# ABOUT THIS EXERCISE:
Copy the rows word for word, from the first line through the line with "box: [29, 181, 50, 206]", both included. Leave the pictures out.

# DATA SUPPLIED:
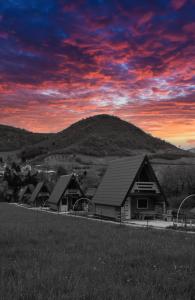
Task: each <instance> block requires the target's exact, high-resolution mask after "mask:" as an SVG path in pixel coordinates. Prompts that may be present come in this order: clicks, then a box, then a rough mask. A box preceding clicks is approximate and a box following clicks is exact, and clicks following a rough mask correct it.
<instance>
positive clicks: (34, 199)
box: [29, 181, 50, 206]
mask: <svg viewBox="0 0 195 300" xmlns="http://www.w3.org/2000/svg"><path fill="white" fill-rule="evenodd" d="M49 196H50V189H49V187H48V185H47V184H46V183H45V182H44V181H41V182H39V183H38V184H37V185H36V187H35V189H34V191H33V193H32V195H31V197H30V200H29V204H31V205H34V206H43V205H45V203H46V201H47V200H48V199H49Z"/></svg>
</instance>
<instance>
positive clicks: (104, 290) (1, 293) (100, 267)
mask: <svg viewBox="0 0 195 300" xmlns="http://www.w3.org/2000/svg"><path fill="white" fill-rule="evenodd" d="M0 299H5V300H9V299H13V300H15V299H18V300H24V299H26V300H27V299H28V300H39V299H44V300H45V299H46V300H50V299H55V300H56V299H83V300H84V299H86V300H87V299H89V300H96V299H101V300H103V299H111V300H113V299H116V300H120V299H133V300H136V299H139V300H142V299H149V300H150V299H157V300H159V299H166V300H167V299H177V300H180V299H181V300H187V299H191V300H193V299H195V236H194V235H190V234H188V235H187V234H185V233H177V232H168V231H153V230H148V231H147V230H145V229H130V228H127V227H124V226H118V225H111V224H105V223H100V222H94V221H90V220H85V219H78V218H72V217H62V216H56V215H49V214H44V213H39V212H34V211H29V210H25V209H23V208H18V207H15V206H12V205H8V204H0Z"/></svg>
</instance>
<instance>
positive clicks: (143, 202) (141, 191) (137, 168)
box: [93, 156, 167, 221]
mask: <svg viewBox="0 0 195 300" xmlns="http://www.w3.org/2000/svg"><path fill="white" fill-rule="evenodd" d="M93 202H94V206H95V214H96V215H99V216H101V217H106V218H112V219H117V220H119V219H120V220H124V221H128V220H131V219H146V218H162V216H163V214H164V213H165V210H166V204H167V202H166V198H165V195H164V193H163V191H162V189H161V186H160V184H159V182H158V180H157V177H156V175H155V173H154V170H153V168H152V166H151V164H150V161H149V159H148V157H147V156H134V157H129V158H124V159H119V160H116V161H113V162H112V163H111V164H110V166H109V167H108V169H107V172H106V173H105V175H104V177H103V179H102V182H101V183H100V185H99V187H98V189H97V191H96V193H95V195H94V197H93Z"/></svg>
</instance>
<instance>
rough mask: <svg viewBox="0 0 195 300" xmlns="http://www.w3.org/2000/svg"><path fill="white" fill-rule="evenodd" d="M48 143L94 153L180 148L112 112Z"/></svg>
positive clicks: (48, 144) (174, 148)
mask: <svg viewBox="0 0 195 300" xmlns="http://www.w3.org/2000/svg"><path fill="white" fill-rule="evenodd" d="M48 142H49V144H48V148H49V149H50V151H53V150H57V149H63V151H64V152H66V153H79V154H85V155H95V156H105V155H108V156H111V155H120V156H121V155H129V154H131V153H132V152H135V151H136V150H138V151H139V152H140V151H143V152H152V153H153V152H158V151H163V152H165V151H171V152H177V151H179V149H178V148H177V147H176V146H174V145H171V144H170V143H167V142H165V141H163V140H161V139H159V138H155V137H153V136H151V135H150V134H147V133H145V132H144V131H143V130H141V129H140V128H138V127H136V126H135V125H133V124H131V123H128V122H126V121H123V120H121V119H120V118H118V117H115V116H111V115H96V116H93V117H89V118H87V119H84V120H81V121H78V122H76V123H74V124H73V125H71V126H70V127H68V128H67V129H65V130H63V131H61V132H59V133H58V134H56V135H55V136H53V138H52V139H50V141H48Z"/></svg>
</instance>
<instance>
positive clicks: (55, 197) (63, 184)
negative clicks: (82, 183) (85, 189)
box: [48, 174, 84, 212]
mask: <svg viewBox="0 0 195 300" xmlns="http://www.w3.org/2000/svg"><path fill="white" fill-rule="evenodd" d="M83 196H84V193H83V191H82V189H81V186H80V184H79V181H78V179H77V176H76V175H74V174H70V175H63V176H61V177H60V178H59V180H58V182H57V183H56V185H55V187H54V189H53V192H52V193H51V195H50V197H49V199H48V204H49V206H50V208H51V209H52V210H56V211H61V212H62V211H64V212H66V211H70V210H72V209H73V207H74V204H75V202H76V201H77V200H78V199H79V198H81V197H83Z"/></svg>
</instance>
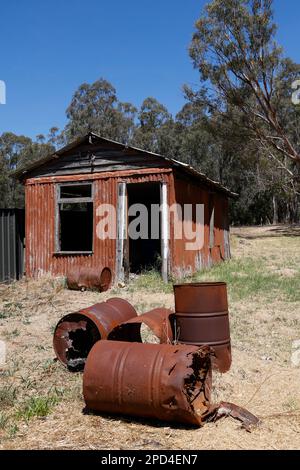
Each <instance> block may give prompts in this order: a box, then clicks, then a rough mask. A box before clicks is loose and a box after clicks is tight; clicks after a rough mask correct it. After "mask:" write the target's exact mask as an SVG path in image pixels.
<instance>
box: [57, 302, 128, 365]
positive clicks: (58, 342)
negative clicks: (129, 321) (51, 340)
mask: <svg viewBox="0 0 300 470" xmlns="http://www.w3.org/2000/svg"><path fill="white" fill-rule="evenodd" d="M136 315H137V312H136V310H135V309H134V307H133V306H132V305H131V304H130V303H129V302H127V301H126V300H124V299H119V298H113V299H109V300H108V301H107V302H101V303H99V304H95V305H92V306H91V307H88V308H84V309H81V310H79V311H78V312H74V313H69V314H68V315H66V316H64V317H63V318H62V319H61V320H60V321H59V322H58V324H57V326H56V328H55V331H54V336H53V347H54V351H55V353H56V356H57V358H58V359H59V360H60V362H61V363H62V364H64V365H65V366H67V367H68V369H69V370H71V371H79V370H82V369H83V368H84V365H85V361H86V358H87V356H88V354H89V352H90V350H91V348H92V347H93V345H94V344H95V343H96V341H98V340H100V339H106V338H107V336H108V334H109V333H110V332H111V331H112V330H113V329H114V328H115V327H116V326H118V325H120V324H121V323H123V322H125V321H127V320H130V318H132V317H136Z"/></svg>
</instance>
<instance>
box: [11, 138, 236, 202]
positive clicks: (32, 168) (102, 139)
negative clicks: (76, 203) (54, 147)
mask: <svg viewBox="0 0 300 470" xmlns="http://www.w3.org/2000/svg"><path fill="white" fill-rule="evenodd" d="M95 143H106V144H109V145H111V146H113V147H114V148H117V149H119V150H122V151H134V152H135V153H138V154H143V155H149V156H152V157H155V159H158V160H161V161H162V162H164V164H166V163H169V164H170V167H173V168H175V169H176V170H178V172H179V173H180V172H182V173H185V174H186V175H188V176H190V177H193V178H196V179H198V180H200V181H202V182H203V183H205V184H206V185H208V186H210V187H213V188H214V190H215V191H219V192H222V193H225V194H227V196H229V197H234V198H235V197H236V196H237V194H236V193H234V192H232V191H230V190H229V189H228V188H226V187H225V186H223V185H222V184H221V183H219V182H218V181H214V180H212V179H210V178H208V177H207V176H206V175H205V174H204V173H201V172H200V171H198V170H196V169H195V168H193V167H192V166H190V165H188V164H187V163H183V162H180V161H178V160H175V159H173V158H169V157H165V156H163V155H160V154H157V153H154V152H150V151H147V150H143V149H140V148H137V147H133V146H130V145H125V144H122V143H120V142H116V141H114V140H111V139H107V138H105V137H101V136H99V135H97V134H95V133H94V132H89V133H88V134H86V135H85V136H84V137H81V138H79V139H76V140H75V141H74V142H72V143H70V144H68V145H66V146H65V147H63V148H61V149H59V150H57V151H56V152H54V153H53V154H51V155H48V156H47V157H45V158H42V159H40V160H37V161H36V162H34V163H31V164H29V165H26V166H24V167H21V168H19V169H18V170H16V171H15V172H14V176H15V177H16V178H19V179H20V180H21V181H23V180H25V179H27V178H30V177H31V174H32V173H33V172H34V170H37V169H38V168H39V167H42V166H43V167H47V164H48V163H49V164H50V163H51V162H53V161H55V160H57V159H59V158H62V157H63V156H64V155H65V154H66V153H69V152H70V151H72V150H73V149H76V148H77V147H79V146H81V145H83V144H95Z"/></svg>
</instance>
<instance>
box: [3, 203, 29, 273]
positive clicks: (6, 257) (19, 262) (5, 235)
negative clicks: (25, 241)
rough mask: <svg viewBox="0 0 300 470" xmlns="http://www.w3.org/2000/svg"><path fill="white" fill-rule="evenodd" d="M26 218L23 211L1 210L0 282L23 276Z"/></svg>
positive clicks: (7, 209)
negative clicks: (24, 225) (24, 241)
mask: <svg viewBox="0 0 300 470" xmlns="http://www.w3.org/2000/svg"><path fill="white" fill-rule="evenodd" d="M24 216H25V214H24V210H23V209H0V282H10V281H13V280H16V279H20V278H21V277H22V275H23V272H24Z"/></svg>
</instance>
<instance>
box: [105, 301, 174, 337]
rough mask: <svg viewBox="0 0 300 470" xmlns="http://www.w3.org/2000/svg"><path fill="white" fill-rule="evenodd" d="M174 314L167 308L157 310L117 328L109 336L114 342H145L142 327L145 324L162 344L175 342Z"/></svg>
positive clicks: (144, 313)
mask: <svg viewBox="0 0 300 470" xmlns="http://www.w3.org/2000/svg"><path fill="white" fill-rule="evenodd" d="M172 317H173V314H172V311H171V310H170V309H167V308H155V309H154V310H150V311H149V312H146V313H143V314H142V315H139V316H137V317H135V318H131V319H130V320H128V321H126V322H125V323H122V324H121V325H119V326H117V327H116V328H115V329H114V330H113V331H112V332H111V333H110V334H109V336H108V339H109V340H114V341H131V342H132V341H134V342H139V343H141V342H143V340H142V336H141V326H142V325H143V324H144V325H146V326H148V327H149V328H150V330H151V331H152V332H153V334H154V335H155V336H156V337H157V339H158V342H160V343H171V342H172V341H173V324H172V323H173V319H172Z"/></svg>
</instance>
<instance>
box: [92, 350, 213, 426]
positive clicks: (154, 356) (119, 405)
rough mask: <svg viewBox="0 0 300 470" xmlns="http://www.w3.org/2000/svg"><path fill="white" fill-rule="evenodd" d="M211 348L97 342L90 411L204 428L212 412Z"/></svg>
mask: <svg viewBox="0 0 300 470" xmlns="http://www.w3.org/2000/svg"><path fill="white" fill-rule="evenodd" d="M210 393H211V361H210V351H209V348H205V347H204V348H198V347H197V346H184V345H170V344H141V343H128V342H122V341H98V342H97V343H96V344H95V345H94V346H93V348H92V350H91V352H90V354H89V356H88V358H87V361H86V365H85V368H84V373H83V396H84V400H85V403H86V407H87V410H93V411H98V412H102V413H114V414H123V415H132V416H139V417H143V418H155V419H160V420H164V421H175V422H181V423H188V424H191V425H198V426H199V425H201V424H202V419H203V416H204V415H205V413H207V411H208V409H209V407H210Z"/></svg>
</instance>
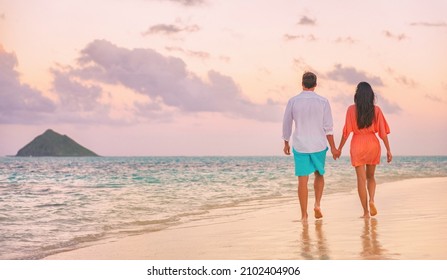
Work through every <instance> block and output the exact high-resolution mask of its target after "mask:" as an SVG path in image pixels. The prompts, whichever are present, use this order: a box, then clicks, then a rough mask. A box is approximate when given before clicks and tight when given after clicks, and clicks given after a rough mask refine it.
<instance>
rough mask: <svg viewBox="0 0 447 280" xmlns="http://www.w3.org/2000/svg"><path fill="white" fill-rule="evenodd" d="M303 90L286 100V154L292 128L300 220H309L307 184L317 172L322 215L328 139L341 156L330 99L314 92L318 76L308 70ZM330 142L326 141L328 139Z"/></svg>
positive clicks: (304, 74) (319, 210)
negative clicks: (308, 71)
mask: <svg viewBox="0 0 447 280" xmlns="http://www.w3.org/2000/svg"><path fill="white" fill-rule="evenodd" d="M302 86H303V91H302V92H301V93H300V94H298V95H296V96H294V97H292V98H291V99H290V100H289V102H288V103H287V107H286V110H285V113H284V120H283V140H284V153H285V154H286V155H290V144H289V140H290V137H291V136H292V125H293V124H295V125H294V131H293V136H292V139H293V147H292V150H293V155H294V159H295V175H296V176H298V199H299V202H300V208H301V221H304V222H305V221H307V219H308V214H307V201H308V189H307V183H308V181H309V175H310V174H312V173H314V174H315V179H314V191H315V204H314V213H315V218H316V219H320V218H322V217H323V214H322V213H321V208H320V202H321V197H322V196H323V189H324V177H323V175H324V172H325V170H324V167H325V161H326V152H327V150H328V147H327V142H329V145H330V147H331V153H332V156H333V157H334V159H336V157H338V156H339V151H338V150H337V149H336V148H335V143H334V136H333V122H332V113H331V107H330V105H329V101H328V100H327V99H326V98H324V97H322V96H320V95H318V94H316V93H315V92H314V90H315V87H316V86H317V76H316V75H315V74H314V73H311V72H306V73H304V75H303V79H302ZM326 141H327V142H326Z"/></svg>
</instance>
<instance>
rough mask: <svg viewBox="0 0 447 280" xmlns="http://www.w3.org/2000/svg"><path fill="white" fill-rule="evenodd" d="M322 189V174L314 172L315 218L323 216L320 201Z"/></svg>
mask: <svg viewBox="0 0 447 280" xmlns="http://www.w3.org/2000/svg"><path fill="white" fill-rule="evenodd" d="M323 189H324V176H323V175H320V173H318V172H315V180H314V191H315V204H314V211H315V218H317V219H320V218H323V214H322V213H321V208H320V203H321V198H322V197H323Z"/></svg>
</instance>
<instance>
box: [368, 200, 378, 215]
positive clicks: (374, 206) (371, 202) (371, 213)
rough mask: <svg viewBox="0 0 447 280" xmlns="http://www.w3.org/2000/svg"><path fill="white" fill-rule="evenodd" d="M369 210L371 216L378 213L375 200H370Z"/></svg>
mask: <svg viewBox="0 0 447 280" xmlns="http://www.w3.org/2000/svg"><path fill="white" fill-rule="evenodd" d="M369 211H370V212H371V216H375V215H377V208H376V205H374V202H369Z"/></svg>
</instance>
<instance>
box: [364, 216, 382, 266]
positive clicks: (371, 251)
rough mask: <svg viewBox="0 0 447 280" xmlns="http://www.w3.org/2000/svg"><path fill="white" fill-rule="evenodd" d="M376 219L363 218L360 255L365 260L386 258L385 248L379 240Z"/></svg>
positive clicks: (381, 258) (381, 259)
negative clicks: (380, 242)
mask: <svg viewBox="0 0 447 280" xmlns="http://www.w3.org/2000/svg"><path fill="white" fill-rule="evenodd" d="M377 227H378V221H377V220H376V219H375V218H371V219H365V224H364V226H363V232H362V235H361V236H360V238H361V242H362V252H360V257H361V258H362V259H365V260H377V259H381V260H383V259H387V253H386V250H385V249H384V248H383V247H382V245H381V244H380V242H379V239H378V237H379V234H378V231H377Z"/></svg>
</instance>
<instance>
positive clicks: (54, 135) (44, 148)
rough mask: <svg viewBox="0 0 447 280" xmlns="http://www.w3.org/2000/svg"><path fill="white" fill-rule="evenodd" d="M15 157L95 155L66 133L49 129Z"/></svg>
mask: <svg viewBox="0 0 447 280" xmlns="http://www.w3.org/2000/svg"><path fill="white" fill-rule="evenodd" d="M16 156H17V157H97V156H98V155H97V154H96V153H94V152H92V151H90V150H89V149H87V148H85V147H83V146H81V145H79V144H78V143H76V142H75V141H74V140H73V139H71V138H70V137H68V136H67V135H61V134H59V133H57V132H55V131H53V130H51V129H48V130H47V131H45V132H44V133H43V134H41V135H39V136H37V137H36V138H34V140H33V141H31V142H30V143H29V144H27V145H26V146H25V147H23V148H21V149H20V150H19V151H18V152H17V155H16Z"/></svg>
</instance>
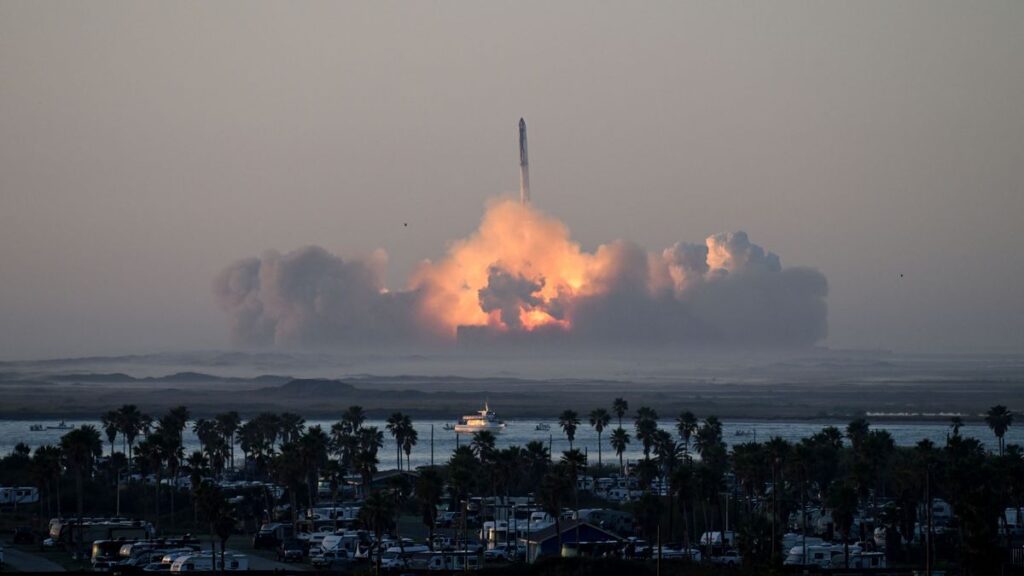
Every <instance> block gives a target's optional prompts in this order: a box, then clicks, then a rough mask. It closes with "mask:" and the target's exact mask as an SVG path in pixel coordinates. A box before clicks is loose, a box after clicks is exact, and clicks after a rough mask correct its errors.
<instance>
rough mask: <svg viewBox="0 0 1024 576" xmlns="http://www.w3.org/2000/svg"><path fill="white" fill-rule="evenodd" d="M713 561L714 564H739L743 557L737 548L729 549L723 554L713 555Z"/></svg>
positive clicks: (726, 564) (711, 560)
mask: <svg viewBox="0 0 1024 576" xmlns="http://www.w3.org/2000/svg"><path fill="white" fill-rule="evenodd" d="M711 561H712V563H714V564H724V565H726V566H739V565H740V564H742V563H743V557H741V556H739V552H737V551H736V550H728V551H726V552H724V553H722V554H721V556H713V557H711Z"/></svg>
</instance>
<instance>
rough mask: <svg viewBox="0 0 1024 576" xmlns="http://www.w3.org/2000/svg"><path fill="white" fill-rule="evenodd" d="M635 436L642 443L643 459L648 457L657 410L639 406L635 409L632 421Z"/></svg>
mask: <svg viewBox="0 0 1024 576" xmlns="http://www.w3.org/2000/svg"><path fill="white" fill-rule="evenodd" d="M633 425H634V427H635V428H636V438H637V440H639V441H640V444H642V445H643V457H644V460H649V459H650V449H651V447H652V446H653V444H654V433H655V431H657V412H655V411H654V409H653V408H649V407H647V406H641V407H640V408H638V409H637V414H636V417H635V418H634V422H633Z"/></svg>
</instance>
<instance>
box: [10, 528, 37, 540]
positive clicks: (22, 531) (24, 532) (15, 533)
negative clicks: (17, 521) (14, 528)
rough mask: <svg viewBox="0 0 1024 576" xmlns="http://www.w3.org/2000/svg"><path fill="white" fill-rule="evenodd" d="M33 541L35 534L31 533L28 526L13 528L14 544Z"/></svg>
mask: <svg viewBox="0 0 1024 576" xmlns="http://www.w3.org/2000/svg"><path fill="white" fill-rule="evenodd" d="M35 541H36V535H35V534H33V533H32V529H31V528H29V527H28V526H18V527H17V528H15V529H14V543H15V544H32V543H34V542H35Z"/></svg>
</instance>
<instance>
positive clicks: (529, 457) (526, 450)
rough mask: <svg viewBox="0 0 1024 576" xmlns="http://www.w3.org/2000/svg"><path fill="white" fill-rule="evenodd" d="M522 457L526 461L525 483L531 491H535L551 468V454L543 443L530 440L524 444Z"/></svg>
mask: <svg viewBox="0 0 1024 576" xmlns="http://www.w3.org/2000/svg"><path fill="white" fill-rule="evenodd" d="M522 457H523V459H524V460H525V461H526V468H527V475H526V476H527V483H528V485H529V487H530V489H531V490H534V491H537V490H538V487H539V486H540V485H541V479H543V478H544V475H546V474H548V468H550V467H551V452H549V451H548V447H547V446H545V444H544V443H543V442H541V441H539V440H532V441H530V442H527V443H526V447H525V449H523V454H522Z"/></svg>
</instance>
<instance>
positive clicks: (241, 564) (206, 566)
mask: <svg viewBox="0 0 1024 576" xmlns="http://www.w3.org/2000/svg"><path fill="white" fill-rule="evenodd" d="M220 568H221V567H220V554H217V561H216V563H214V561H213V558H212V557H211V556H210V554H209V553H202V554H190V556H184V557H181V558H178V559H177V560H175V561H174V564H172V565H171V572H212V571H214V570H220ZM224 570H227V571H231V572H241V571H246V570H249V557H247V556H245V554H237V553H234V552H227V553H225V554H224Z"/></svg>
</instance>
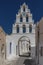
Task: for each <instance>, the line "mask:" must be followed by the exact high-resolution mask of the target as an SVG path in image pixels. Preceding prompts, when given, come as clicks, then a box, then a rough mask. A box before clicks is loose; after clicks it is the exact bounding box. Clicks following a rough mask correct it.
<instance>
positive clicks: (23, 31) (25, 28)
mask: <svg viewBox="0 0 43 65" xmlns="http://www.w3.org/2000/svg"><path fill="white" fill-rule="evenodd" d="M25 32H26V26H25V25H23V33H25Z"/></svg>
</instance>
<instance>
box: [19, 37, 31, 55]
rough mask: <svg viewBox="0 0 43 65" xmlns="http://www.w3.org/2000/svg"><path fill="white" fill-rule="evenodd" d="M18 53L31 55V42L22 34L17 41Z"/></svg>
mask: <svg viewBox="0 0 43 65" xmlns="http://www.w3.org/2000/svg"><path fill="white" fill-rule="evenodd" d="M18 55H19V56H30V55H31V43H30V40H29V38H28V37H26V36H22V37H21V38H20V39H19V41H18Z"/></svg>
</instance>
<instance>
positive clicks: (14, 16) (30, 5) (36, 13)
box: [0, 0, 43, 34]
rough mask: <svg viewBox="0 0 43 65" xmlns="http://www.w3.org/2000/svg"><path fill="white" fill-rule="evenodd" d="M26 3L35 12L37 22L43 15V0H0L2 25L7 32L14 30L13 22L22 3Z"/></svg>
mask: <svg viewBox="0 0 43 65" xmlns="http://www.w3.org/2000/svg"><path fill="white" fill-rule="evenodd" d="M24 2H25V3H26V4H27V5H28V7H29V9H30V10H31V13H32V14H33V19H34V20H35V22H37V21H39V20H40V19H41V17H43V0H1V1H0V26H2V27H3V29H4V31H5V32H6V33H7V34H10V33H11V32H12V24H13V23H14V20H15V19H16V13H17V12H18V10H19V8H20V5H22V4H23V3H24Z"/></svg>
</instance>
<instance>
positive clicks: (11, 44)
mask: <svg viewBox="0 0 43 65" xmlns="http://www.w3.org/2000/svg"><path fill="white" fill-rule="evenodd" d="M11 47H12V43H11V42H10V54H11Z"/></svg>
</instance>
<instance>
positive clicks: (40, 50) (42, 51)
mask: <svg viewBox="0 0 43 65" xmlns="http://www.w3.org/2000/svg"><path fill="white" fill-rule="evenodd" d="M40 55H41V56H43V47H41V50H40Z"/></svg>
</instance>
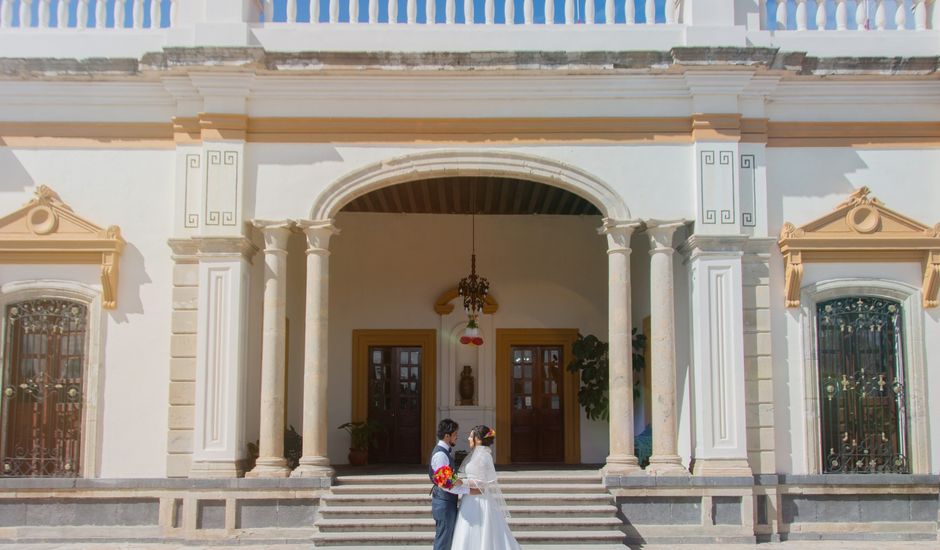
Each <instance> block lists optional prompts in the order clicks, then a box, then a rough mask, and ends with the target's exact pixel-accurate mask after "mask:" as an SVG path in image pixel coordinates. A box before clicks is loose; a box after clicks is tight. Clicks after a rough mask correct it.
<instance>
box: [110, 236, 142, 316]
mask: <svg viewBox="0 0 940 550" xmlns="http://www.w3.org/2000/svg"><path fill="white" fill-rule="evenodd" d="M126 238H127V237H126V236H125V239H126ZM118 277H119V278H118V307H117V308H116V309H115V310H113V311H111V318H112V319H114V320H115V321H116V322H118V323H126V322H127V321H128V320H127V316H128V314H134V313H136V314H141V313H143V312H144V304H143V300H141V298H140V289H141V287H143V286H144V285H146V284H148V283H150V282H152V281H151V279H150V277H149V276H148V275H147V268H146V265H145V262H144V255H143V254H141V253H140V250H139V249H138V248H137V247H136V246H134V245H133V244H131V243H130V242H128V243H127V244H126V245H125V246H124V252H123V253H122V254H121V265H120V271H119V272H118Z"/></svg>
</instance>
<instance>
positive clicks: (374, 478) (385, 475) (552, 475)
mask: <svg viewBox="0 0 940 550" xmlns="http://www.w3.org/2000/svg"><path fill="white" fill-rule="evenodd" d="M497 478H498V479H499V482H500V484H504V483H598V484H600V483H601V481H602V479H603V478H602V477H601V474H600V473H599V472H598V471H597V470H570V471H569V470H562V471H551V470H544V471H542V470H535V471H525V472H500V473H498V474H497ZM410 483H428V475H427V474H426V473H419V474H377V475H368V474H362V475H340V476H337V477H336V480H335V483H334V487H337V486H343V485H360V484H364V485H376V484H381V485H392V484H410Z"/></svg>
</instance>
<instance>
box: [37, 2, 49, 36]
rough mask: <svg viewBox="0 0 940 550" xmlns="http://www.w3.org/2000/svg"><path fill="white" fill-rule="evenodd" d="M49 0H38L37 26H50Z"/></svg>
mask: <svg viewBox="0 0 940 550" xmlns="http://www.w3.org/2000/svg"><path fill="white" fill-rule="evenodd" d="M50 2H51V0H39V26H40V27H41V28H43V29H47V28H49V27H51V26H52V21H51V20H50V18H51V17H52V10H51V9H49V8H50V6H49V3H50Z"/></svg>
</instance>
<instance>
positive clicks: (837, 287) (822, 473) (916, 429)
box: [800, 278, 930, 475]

# TASK RESPONSE:
Task: each <instance> block requires the target's exact, high-resolution mask after "mask:" as an SVG path in pixel coordinates. Prompts that may be present come in this order: clicks, then a box, then a rough mask. A box preceding clicks is approximate and a box following clicks is exact, and clicks following a rough mask correct it.
<instance>
positive clicks: (34, 199)
box: [29, 181, 50, 206]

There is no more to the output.